JOB 1: Reproduce everything in the Google Compute Engine guide below from "Table of Contents" down to "Microsoft Azure instance.", word for word.
JOB 2: Take the Google Compute Engine guide below further, picking up right after its last sentence.

DOCUMENT SECTION:
:::

Getting to Know Google Compute Engine and How to Use It

Table of Contents

What is the Google Compute Engine? What is a Project? Virtual Machine Features Interacting with the Compute Engine

Section 1

What is the Google Compute Engine?

The Google Cloud Platform is a suite of product offerings designed to bring the robust flexibility of their cloud architecture to their customers. It is similar in nature and function to Amazon's AWS and Microsoft's Azure. Google entered the cloud computing marketplace later than its competitors. The late entry may have been an initial stumbling block, but that is no longer the case. Google has reached feature parity with its competitors. Google’s virtual machine offering, called the Google Compute Engine, is every bit as robust as an Amazon EC2 or Microsoft Azure instance.

Google Compute Engine is Google's Infrastructure-as-a-Service (IaaS) virtual machine offering. An IAAS platform replaces, or supplements, traditionally onsite network infrastructure assets, like servers and routers, with cloud-based products that perform the same functions. The Compute Engine allows customers to use powerful virtual machines in the cloud as server resources instead of acquiring and managing server hardware.

Customers can configure and run a wide variety of virtual machine configurations. Google provides Linux and Windows as operating systems for their machines, although a custom machine option means being able to run any OS on any image you maintain. The virtual, and in some cases physical, hardware added to the machine helps to dictate its purpose. For example, a web application server might need lots of RAM and CPUs (Central Processing Units), but it does not need GPUs (Graphics Processing Units). Alternatively, a server working on modeling components or streaming media can use configured GPUs. A simple website server might not need any of this, instead opting for a medium amount of RAM and CPU power.

The Google Compute Engine feature set can meet the virtualization requirements of any enterprise. This card serves as an introduction to the Compute Engine and explores its main features. The card also acts as an easy portal to many of the documentation pages you may need when setting up a VM instance.

Section 2

What is a Project?

New Project Screen A project is the main organizing unit for instances. The first step in using Google's Compute Engine is to make a project. All instances and resources are then created in that project. Instances and resources in a project are unique to that project, and can not be used by resources in other projects. Resources from other projects can still communicate with each other over standard network communication protocols but they can not be managed together.

Section 3

Virtual Machine Features

Machine Types

The Machine Type describes the virtual hardware attached to an instance including RAM and CPUs. It also sets potential limitations such as the maximum number of persistent disks, GPUs, and disk space allowed. There are two main types of machines: Predefined and Custom.

Predefined Machine Types

Predefined machine types are pre-configured virtual machine templates that you can use to set up your virtual machine. The configurations have been pre-optimized by Google and meet most needs. Google has broken the predefined machine types into four categories that range in purpose:

Category	Purpose
Standard	Balanced between processing power and memory. Fits most common application needs
High-Memory	Emphasis is put on memory over processing power for tasks that need accessible non-disk storage quickly
High-CPU	Higher CPU usage for high-intensity applications that require processing over memory
Shared-core	A single virtual CPU, backed by a physical CPU, that can run for a period of time. These machines are not for use cases that require an ongoing server or significant power. The micro shared-core machine also provides bursting capability when the virtual CPU requires more power than the single physical core. Bursting is for a short, intermittent period based on need.

:::

RECORDED INFORMATION:

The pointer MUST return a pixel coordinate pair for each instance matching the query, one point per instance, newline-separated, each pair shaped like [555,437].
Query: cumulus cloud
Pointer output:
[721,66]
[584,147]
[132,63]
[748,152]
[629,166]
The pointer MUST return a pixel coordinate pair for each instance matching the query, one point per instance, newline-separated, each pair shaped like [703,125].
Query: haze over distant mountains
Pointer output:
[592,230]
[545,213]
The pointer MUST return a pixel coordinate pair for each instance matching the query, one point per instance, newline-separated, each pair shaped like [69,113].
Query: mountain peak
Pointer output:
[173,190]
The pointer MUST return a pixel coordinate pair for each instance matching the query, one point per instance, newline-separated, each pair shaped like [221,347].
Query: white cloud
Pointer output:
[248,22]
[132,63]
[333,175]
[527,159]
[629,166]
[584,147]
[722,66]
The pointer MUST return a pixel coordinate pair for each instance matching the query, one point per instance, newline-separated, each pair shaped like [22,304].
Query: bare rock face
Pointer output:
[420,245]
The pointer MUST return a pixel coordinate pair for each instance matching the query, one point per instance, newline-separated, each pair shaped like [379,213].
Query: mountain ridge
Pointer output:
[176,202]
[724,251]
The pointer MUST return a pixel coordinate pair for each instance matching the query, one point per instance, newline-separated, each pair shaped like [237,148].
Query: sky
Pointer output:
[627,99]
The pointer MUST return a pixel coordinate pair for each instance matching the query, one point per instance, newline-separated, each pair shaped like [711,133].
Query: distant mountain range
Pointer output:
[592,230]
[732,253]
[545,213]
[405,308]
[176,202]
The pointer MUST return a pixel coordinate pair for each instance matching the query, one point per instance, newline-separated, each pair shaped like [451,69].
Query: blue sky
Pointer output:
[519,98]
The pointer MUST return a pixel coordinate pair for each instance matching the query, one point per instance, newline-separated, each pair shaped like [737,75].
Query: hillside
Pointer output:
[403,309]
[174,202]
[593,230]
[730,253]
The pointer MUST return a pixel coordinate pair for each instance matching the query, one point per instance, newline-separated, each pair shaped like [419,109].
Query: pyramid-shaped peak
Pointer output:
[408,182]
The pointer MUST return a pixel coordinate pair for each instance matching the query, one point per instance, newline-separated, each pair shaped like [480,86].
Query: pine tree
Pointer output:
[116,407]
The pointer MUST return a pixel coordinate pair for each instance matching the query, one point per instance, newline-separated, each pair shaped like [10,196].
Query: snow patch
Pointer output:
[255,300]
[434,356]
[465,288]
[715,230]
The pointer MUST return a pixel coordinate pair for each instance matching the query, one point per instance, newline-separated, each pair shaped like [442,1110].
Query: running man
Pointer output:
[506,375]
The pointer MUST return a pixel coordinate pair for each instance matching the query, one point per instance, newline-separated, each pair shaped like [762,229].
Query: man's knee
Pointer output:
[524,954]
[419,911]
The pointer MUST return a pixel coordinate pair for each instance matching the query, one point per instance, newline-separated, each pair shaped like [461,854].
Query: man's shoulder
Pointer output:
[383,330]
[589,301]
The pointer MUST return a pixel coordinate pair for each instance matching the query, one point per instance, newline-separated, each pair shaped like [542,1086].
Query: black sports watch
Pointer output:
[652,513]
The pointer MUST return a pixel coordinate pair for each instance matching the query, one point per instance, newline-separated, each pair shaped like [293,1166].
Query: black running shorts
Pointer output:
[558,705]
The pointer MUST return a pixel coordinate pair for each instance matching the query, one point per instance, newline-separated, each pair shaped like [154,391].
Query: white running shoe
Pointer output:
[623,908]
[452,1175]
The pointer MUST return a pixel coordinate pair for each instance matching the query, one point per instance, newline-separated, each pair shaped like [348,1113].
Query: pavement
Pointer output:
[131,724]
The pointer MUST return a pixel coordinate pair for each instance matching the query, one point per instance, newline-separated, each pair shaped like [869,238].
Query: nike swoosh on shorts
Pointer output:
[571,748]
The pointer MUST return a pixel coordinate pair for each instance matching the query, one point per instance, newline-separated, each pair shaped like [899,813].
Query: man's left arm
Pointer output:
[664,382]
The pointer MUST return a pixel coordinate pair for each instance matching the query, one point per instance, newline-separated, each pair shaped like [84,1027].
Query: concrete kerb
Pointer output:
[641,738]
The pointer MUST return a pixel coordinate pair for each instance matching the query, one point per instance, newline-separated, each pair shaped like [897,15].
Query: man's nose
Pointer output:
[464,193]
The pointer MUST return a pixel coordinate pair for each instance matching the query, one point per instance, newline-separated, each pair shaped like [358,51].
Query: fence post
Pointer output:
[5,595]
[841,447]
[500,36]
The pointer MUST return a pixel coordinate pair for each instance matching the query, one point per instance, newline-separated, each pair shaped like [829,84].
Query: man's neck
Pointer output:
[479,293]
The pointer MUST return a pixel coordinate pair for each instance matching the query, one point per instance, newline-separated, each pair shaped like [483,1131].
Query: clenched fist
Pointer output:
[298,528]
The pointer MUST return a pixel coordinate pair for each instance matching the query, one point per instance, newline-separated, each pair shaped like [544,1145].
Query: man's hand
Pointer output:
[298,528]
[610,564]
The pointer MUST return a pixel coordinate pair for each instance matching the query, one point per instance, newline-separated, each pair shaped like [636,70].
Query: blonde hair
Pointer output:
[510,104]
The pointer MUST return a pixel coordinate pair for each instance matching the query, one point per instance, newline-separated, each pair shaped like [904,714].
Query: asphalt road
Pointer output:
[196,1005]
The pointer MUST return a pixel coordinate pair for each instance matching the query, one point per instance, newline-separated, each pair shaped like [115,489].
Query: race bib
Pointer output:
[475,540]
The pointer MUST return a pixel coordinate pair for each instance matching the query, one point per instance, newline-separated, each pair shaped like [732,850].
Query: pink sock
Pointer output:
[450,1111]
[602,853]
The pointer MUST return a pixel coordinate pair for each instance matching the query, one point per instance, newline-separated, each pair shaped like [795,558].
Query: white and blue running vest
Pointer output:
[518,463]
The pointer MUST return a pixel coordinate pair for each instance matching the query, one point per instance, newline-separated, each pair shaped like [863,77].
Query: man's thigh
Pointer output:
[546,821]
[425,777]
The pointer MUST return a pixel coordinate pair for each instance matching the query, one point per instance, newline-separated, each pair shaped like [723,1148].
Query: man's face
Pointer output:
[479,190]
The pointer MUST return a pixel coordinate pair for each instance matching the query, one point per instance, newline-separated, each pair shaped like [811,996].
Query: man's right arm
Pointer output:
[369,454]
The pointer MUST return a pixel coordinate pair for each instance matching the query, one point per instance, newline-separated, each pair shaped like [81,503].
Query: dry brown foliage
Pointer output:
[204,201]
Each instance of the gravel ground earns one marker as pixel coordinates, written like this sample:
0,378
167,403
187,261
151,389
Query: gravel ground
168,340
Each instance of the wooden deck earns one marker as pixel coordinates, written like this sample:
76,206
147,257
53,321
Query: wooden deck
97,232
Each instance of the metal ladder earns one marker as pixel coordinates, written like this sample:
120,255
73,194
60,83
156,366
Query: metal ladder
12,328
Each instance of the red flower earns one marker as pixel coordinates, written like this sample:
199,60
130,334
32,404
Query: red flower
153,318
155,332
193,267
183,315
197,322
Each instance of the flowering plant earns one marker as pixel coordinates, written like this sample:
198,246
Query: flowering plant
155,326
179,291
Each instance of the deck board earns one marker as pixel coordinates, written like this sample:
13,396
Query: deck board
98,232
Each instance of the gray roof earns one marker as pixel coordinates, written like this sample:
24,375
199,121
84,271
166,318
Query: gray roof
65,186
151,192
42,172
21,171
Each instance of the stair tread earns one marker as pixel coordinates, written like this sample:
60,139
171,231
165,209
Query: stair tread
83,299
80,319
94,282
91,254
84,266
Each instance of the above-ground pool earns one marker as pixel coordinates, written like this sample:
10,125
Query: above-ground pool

:::

TASK RESULT 1:
Table of Contents

What is the Google Compute Engine? What is a Project? Virtual Machine Features Interacting with the Compute Engine

Section 1

What is the Google Compute Engine?

The Google Cloud Platform is a suite of product offerings designed to bring the robust flexibility of their cloud architecture to their customers. It is similar in nature and function to Amazon's AWS and Microsoft's Azure. Google entered the cloud computing marketplace later than its competitors. The late entry may have been an initial stumbling block, but that is no longer the case. Google has reached feature parity with its competitors. Google’s virtual machine offering, called the Google Compute Engine, is every bit as robust as an Amazon EC2 or Microsoft Azure instance.

TASK RESULT 2:
Custom Machine Types

It is possible to fully configure the virtual hardware manually for a Compute Engine VM instance. Administrators can select the number of virtual CPUs and memory allocated to a VM instance within the boundaries set by Google. A certain amount of memory is required based on the number of virtual CPUs, and vice versa. Only use a custom machine type for specific purposes not meet by the predefined types.

GPUs

A GPU is for intensive operations that require dedicated processing units or graphics processing. This includes activities such as computer-aided design, visual modeling, data modeling, machine learning, and streaming. The feature to add GPUs to a Compute Engine is in beta as of June 2017.

Quick Tip: Instances with loaded GPUs will be forcefully terminated during maintenance events by Google. This is not true of instances without GPUs which are managed automatically without downtime by Google. To know when a GPU loaded instance is going to be terminated, monitor the /computeMetadata/v1/instance/maintenance-event endpoint from the instance. If the return value is a timestamp, then the returned time is when the machine will be terminated.

Storage

Persistent Disks

Persistent disks are the simplest, and probably most commonly used, type of storage for a standard Google Compute virtual machine instance. They mimic the feel and functionality of any standard disk drive that you might attach to a server. In reality, persistent disk resources stretch your data across multiple volumes to ensure reliability and redundancy.

Persistent disks need to be mounted onto the machine once created. Once mounted, interaction with a persistent disk feels like working with a normal volume. The Compute Engine stores the disk data independently of the instance. A persistent disk's life cycle is not tied to a particular instance, making them flexible and easily migrated. Persistent disks are also encrypted, and data is encrypted the moment it leaves the instance. It is possible to override some of Google’s automated optimizations of a persistent disk so that you can manage its configuration directly, but that is recommended only for specific purposes by experienced administrators.

There are two categories of persistent disks:

Shared: Standard type of disk storage with average read/write speeds.
SSD: (Solid State Drive) Higher read/write speeds for instances that require improved performance.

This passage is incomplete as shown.